Your objective
Please write out the records below again, switching every "locate" to "find" and keeping everything else the same.

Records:
/---
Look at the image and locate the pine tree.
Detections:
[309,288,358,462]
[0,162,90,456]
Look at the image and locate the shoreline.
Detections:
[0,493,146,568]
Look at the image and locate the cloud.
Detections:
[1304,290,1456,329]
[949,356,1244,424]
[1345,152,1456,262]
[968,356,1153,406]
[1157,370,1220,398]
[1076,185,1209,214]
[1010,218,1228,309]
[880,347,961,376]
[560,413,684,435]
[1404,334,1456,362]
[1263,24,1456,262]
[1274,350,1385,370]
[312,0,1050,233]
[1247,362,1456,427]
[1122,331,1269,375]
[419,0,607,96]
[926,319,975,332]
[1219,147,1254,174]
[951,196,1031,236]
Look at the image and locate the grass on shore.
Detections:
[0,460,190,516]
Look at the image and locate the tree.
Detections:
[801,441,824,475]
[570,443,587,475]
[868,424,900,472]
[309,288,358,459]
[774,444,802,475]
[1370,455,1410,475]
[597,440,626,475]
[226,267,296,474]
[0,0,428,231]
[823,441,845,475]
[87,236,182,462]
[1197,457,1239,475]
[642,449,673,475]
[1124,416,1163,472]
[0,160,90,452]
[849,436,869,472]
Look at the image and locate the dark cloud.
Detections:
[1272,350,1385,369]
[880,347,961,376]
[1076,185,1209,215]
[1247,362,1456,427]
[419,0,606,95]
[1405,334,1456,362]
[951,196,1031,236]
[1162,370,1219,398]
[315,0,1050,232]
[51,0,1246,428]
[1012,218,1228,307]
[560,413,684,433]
\---
Response to the task
Look at the image and find the pine tree.
Detections:
[309,288,358,462]
[0,162,90,456]
Look at the image and find the shoreline.
Detections:
[0,493,146,568]
Look at the image and find the cloud.
Detections:
[1304,290,1456,329]
[949,356,1244,424]
[1345,152,1456,262]
[968,356,1153,406]
[1157,370,1220,398]
[1076,185,1209,214]
[1010,218,1228,309]
[880,347,961,376]
[560,413,684,435]
[1404,334,1456,362]
[1263,24,1456,262]
[1274,350,1385,370]
[312,0,1050,233]
[1247,362,1456,427]
[1122,331,1269,375]
[419,0,607,96]
[926,319,975,332]
[1219,147,1254,174]
[951,196,1031,236]
Look at the image and find the grass on shore.
Detections:
[0,460,190,516]
Look at the image and find the tree.
Detections:
[801,441,824,475]
[570,443,587,475]
[868,424,900,472]
[309,288,358,459]
[774,444,802,475]
[1370,455,1410,475]
[597,440,626,475]
[226,267,296,474]
[0,0,428,231]
[823,441,845,475]
[87,236,182,462]
[1197,457,1239,475]
[642,449,673,475]
[1124,416,1163,472]
[0,160,90,452]
[849,436,869,472]
Look at the image and find the dark cloud.
Detections:
[1272,350,1385,369]
[880,347,961,376]
[1076,185,1209,215]
[1247,362,1456,427]
[419,0,606,95]
[1405,334,1456,362]
[951,196,1031,236]
[1162,370,1219,398]
[315,0,1050,232]
[51,0,1246,428]
[1012,218,1228,307]
[560,413,684,433]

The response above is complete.